TEXT TO READ:
- - -
Batson in the Internet Age, or, Beware Great Expectations


by Tara J. Lamer

More than 30 years ago, the United States Supreme Court decided Batson v. Kentucky, which prohibits the exercise of peremptory strikes on the basis of race. How is the availability of information on the internet today changing expectations for making Batson challenges? Recent cases indicate that if you fail to conduct research on all potential jurors, do not treat potential jurors with similar traits the same, and cannot show that you acted on factual information rather than merely assumptions, you may leave yourself unable to defend your strikes if challenged.
 
In 1987, emergency workers pulled Baby Jessica from a well, Apple registered apple.com, The Legend of Zelda was released for the first time in the United States, and an all-white Georgia jury convicted a black teen named Timothy Foster of murdering an elderly woman in her home.
 
In 2006, Facebook launched NewsFeed, Twitter was invented, and a Nevada jury convicted a black man named Jason McCarty in the abduction and murder of two women he had been accused of prostituting and using to help him deal drugs.
 
Although these cases took place nearly 20 years apart, both involved brutal slayings. And because both involved the troubling and unconstitutional practice of using peremptory strikes to remove minority jurors from a panel, neither conviction survived appeal.
- - -
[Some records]
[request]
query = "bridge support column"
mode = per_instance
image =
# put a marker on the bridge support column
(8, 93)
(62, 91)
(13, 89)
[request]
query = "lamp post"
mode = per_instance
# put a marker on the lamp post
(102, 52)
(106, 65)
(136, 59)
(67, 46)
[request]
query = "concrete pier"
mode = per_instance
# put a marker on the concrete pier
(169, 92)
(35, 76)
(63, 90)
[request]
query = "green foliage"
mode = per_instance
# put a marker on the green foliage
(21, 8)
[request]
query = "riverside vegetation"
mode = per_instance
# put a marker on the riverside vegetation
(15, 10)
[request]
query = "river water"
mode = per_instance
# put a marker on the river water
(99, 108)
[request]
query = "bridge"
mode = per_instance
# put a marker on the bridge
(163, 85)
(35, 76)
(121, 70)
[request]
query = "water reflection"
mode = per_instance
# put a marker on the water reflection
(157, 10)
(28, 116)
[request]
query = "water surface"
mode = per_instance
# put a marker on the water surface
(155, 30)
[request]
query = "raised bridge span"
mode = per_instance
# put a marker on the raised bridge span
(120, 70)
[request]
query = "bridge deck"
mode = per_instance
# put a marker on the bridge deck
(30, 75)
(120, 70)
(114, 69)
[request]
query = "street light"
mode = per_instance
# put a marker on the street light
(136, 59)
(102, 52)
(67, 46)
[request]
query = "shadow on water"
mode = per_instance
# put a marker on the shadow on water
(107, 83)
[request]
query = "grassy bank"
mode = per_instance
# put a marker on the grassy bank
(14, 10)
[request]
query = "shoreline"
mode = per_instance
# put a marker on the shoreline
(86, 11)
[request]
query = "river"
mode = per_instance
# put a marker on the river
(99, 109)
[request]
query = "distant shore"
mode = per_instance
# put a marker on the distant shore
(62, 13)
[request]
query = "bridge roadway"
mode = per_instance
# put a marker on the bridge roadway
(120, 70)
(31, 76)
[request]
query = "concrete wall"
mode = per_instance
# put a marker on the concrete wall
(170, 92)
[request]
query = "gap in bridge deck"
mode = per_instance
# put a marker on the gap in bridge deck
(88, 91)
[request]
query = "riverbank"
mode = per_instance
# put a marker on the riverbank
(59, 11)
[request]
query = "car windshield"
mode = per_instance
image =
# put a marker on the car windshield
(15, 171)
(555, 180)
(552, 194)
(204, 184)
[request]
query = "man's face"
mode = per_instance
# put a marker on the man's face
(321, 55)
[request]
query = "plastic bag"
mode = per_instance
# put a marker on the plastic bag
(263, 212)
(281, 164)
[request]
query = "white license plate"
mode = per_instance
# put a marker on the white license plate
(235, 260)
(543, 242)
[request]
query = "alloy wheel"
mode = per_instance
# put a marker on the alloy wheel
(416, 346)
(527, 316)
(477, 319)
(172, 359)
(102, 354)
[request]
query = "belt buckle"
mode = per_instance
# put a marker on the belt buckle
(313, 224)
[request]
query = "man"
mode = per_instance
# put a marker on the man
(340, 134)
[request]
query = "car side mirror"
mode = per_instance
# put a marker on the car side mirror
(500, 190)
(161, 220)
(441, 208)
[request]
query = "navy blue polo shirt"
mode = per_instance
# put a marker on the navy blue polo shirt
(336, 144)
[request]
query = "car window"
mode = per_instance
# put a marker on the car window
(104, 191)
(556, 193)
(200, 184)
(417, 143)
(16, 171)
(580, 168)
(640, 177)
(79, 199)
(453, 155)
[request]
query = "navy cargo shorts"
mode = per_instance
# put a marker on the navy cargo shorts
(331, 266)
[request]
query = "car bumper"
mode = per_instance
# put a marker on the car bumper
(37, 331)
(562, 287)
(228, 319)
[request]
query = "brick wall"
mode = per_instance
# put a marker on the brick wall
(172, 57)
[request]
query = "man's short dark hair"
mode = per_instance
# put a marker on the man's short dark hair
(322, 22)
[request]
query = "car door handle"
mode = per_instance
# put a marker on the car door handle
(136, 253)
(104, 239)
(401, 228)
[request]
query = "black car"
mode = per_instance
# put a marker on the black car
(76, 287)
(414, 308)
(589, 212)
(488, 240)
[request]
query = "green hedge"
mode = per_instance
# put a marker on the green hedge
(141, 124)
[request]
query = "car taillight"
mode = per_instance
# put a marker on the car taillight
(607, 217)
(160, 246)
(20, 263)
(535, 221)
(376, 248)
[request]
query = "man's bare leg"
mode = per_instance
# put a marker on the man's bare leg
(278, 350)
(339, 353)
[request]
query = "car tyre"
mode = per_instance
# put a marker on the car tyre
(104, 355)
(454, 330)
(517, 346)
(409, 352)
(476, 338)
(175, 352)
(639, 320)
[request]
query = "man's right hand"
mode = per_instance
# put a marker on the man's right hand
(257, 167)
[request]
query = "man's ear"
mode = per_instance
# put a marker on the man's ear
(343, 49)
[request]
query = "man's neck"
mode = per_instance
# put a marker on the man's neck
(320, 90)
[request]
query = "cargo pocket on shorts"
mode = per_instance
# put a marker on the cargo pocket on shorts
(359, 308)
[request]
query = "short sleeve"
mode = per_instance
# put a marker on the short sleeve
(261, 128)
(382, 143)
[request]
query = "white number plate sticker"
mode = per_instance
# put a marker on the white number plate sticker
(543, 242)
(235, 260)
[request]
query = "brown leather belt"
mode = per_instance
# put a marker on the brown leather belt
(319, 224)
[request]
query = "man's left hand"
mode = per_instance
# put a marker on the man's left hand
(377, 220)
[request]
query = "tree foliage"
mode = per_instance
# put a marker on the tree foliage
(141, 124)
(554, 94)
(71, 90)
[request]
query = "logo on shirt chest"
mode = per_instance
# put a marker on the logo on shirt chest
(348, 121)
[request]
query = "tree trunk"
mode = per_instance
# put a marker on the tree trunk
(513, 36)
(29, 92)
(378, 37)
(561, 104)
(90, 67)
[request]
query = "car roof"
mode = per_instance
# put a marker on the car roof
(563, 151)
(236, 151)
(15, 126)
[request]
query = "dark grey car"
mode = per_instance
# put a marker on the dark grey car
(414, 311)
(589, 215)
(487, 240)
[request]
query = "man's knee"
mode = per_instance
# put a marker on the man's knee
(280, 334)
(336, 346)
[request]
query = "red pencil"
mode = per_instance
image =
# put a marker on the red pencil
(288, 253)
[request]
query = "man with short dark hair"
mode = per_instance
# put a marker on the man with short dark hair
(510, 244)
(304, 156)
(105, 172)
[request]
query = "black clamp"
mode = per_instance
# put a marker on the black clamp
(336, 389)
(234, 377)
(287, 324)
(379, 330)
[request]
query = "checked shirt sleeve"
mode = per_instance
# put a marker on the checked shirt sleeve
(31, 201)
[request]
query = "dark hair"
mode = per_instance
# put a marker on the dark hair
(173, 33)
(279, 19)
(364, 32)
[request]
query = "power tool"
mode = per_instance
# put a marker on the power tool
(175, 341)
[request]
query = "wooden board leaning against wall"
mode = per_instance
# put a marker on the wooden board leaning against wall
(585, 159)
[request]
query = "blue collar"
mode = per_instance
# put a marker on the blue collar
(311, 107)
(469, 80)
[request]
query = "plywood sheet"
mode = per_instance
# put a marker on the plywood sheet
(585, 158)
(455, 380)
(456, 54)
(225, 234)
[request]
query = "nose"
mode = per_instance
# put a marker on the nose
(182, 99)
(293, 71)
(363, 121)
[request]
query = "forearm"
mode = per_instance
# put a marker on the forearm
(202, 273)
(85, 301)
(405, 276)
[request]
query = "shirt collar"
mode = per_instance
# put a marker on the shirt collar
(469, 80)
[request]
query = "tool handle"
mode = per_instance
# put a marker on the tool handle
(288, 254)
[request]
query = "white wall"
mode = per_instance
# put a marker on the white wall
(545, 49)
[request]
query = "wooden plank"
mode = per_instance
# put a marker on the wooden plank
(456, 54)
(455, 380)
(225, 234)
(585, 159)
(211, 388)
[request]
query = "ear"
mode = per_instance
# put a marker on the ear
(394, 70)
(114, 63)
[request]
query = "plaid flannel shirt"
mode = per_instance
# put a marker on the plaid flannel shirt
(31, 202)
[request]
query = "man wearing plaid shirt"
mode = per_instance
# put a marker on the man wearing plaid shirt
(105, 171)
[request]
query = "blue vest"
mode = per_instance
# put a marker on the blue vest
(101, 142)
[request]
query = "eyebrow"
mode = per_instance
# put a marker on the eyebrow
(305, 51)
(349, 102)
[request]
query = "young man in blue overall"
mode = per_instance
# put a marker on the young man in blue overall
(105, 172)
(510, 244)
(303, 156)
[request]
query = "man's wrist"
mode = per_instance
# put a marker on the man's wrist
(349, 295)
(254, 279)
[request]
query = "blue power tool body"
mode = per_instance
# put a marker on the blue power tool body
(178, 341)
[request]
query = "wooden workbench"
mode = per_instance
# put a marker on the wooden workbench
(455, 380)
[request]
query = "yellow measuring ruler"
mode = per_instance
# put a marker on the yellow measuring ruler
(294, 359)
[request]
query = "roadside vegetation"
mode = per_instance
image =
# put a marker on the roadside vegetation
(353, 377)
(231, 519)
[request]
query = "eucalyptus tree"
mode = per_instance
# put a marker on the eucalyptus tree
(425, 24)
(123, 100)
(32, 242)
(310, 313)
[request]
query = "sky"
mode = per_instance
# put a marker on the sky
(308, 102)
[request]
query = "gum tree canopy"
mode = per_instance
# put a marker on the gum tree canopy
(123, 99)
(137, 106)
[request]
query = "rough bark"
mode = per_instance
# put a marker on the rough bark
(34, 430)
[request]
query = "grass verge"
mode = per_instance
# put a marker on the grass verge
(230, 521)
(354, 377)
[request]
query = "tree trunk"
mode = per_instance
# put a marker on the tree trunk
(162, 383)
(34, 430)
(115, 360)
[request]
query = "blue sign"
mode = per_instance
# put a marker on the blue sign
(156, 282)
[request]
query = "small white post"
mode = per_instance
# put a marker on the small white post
- - -
WHAT THIS EXERCISE ASKS:
**1)** List every event that the Batson article places in 1987.
**2)** According to the Batson article, what does Batson v. Kentucky prohibit?
**3)** From the Batson article, extract the passage from "Although these cases" to "conviction survived appeal.".

EXERCISE SOLUTIONS:
**1)**
- Emergency workers pulled Baby Jessica from a well.
- Apple registered apple.com.
- The Legend of Zelda was released for the first time in the United States.
- An all-white Georgia jury convicted a black teen named Timothy Foster of murdering an elderly woman in her home.

**2)** It prohibits the exercise of peremptory strikes on the basis of race.

**3)**
Although these cases took place nearly 20 years apart, both involved brutal slayings. And because both involved the troubling and unconstitutional practice of using peremptory strikes to remove minority jurors from a panel, neither conviction survived appeal.